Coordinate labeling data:
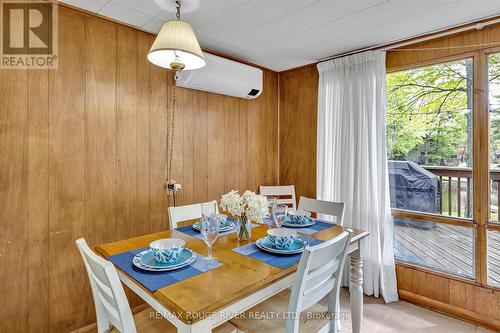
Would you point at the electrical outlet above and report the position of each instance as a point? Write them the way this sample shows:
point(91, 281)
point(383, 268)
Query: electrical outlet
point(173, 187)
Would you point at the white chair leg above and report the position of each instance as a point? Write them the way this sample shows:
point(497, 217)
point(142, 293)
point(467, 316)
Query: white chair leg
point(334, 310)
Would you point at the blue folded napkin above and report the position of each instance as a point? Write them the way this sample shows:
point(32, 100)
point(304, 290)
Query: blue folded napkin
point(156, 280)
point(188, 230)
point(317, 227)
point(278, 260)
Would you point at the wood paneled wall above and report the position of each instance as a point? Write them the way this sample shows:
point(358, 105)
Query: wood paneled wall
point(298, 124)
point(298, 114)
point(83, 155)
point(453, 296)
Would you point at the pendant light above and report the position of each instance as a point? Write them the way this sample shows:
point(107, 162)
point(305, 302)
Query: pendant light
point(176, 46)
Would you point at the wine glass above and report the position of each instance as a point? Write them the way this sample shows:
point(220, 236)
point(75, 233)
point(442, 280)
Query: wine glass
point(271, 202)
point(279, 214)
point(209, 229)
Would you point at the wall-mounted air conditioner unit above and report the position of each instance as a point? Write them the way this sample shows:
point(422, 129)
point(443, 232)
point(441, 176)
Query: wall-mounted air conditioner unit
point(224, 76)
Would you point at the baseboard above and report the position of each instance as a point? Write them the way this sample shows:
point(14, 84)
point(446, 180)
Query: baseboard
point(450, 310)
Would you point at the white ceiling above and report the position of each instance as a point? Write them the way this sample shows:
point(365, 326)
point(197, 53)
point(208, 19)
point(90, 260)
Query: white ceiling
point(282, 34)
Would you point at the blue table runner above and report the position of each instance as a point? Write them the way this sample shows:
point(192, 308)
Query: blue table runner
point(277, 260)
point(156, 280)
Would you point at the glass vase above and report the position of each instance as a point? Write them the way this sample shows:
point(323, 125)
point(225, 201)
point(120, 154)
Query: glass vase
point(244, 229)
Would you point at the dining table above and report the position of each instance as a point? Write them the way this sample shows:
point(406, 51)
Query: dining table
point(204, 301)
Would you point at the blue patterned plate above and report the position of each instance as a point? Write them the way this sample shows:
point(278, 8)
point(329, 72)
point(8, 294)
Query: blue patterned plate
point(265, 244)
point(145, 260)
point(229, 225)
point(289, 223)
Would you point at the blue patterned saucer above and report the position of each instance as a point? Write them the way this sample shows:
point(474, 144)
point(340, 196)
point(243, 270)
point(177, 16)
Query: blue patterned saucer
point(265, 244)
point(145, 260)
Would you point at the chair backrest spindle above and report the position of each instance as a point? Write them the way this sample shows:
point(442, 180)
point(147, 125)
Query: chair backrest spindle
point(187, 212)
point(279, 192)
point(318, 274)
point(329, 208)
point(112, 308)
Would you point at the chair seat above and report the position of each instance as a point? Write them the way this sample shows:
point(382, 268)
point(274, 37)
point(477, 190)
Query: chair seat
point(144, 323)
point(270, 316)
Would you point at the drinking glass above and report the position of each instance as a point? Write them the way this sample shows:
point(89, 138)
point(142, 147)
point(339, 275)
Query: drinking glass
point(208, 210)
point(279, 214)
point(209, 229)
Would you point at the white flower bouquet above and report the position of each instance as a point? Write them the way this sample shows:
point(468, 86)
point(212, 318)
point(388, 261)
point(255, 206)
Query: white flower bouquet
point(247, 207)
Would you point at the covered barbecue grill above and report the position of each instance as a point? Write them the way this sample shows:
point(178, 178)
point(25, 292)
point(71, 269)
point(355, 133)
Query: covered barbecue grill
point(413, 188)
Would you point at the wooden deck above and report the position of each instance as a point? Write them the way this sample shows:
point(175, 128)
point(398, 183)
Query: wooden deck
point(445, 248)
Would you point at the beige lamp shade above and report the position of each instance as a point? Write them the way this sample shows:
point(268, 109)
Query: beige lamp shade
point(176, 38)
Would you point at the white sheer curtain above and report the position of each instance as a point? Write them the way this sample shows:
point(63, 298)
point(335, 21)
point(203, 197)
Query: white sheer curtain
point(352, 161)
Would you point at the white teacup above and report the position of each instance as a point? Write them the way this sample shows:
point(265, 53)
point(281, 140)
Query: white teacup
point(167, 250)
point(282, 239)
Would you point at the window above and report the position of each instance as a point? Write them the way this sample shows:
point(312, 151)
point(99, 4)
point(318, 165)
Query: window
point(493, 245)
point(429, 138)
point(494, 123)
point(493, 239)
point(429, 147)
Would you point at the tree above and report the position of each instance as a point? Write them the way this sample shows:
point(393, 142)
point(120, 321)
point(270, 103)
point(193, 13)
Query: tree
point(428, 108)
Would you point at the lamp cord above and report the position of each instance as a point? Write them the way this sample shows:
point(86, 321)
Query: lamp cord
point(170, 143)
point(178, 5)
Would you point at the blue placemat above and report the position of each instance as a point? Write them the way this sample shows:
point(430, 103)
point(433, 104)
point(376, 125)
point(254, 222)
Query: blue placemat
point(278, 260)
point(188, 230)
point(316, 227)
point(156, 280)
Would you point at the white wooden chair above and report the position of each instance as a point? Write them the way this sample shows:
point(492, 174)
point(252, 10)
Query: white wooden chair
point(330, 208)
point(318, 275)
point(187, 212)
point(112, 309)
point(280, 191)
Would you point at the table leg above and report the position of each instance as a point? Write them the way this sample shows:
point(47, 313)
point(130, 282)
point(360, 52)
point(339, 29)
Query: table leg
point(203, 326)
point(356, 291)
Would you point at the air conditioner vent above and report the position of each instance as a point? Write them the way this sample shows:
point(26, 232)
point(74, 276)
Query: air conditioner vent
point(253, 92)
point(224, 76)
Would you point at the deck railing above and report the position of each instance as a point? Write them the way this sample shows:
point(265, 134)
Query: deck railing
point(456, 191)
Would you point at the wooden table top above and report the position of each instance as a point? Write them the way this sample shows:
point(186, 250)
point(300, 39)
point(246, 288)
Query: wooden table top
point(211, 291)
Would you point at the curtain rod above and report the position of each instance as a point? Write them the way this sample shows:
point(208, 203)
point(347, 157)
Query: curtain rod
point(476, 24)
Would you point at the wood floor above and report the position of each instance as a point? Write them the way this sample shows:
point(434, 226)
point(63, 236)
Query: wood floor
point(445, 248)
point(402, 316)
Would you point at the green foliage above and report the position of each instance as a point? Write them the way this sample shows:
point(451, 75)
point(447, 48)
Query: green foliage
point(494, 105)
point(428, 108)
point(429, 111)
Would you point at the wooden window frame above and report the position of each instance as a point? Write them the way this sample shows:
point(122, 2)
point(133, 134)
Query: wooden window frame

§ WHAT IS ASKED
Output every line of the records above as a numbered list, skipping blank lines and leaving out the pictures.

§ EXERCISE ANSWER
1. Would you point at the electrical outlet above and report the position of each instance as a point? Write them the way this sample shows:
2. point(91, 281)
3. point(383, 268)
4. Query: electrical outlet
5. point(173, 187)
6. Would you point at the white chair leg above and report the position of each instance as a point? Write them the way this sample shows:
7. point(497, 217)
8. point(142, 293)
9. point(467, 316)
10. Query: white chair leg
11. point(334, 310)
12. Would you point at the blue folded napkin above and report the position of each instance as a point? Write them the way this sample shows:
13. point(32, 100)
14. point(304, 290)
15. Query: blue folded napkin
16. point(156, 280)
17. point(188, 230)
18. point(317, 227)
19. point(278, 260)
20. Would you point at the wood paneled wall above and report the position of each instance as a point? Write them the way this sample shows:
21. point(358, 105)
22. Query: wood paneled wall
23. point(298, 124)
24. point(298, 114)
25. point(83, 155)
26. point(453, 296)
27. Would you point at the pendant light above and report the position of each instance as a point? Write them the way this sample shows:
28. point(107, 162)
29. point(305, 302)
30. Query: pendant light
31. point(176, 46)
32. Would you point at the wine glass above and report the position of each instance as a point? Write them the way this sample shows:
33. point(220, 236)
34. point(75, 233)
35. point(442, 280)
36. Query: wine glass
37. point(271, 202)
38. point(279, 214)
39. point(209, 229)
40. Would you point at the wall-mounted air conditioner unit above and report the position of each instance as a point? Write them the way this sample shows:
41. point(422, 129)
42. point(443, 232)
43. point(441, 176)
44. Query: wall-mounted air conditioner unit
45. point(224, 76)
46. Would you point at the baseboard above and report the position of each instance as a point? Write them the way this sample shows:
47. point(14, 84)
48. point(446, 180)
49. Query: baseboard
50. point(450, 310)
51. Would you point at the white ceiling above and report the position of each instance as a point? Write them the way this sample shows:
52. point(365, 326)
53. point(197, 53)
54. point(208, 19)
55. point(90, 260)
56. Query: white ceiling
57. point(282, 34)
58. Would you point at the blue table runner above and report the position of each instance as a point? Write them the way this sample shows:
59. point(192, 308)
60. Query: blue table runner
61. point(277, 260)
62. point(156, 280)
63. Would you point at the glass vase above and report the position of each instance as a point? Write them the way this sample shows:
64. point(323, 125)
65. point(225, 201)
66. point(120, 154)
67. Query: glass vase
68. point(244, 229)
69. Would you point at the dining table above and report the position of each instance as a point? Write them the way this sample shows:
70. point(406, 51)
71. Query: dining table
72. point(204, 301)
73. Would you point at the blue patterned plate above and report the position of each instance as a point? Write them the way this sample shows:
74. point(278, 8)
75. point(329, 72)
76. point(8, 294)
77. Query: blue patterned plate
78. point(265, 244)
79. point(145, 260)
80. point(229, 225)
81. point(289, 223)
82. Would you point at the blue patterned saucer above and report the position of each instance as a point? Write them the way this sample shows:
83. point(474, 144)
84. point(340, 196)
85. point(243, 270)
86. point(177, 16)
87. Query: blue patterned saucer
88. point(265, 244)
89. point(145, 260)
90. Would you point at the chair backrest spindle above and report the position of each instance as a point? Write them the way this sample shows:
91. point(442, 180)
92. point(147, 125)
93. Query: chair backrest spindle
94. point(187, 212)
95. point(279, 192)
96. point(318, 274)
97. point(329, 208)
98. point(112, 308)
99. Would you point at the chair seat above and report the position of each instance as a point? Write them the way this sample shows:
100. point(382, 268)
101. point(274, 37)
102. point(477, 190)
103. Query: chair seat
104. point(144, 323)
105. point(270, 316)
106. Would you point at the drinking glass above and report the position of each instance as a point? Write them the way this sample shows:
107. point(89, 138)
108. point(142, 147)
109. point(339, 275)
110. Query: drinking glass
111. point(208, 210)
112. point(279, 214)
113. point(209, 229)
114. Would you point at the white flower bouquet above and report the position of each instance as a point? Write them the way this sample shows:
115. point(468, 86)
116. point(212, 318)
117. point(388, 261)
118. point(255, 206)
119. Query: white flower bouquet
120. point(247, 207)
121. Would you point at the covered barbecue grill above and report the position of each instance as a point? Write them the way this sample shows:
122. point(178, 178)
123. point(25, 292)
124. point(71, 269)
125. point(355, 133)
126. Query: covered barbecue grill
127. point(413, 188)
128. Would you point at the wooden deck above and report the position of each instance as a point? Write them the way this sample shows:
129. point(175, 128)
130. point(398, 183)
131. Query: wooden deck
132. point(445, 248)
133. Would you point at the beige lamp shade above and report the position of each instance as a point? Write them the way this sample shows:
134. point(268, 109)
135. Query: beige lamp shade
136. point(176, 38)
137. Would you point at the white sheer curtain above and report the position of each instance as a point? Write them the way this sample shows:
138. point(63, 298)
139. point(335, 21)
140. point(203, 197)
141. Query: white sheer curtain
142. point(352, 161)
143. Would you point at the white teacup above and report the position of each instance as a point? Write them the way this sample shows:
144. point(265, 53)
145. point(281, 140)
146. Query: white teacup
147. point(167, 250)
148. point(282, 239)
149. Would you point at the window above and report the position of each instance as a point? Write them the way this sample shows:
150. point(312, 151)
151. point(99, 4)
152. point(318, 165)
153. Query: window
154. point(493, 245)
155. point(429, 138)
156. point(494, 123)
157. point(493, 239)
158. point(429, 147)
159. Would you point at the tree above and report the position of each instance as a point? Write them the way this sample shows:
160. point(393, 142)
161. point(120, 321)
162. point(270, 103)
163. point(193, 13)
164. Query: tree
165. point(428, 108)
166. Would you point at the lamp cord above and report the position of each instance as a point? Write them the way this sample shows:
167. point(86, 321)
168. Query: lamp cord
169. point(170, 143)
170. point(178, 5)
171. Would you point at the blue placemat above and report the position of each instance as a point? Write them the way this sample shows:
172. point(430, 103)
173. point(433, 104)
174. point(376, 125)
175. point(254, 222)
176. Query: blue placemat
177. point(278, 260)
178. point(188, 230)
179. point(316, 227)
180. point(156, 280)
181. Would you point at the white wooden chair above and report the position of each instance as a point? Write them the way this sample shows:
182. point(492, 174)
183. point(252, 10)
184. Query: white wooden chair
185. point(330, 208)
186. point(318, 275)
187. point(187, 212)
188. point(112, 309)
189. point(280, 191)
190. Would you point at the table leg above and report the position of each instance as a point? Write them the way this sample shows:
191. point(47, 313)
192. point(130, 282)
193. point(360, 52)
194. point(339, 29)
195. Query: table leg
196. point(203, 326)
197. point(356, 291)
198. Would you point at the air conditioner vent above and report the position of each instance as a point? Write them the way this sample shows:
199. point(26, 232)
200. point(74, 276)
201. Query: air conditioner vent
202. point(253, 92)
203. point(224, 76)
204. Would you point at the deck railing above and report the position of each instance as a point? Write them the way this sample shows:
205. point(265, 134)
206. Query: deck railing
207. point(456, 191)
208. Would you point at the wooden table top above and report the position of each instance as a point? Write them the way this sample shows:
209. point(186, 250)
210. point(300, 39)
211. point(246, 288)
212. Query: wooden table top
213. point(211, 291)
214. Would you point at the curtain rod above and report the position of each instance as a point? Write them the way this sample shows:
215. point(208, 203)
216. point(347, 157)
217. Query: curtain rod
218. point(476, 24)
219. Would you point at the wood floor above and report the position of each instance as a point? Write them the way this sample shows:
220. point(434, 226)
221. point(63, 236)
222. Query: wood floor
223. point(445, 248)
224. point(402, 316)
225. Would you point at the green foliage above and report the position of each instance as a point? Write them the way this sample shows:
226. point(451, 75)
227. point(447, 48)
228. Query: green foliage
229. point(494, 105)
230. point(428, 108)
231. point(429, 111)
232. Would you point at the wooden window frame above and report the position of each instance as a point? Write them the way this sample shows:
233. point(122, 2)
234. point(133, 134)
235. Query: wooden window frame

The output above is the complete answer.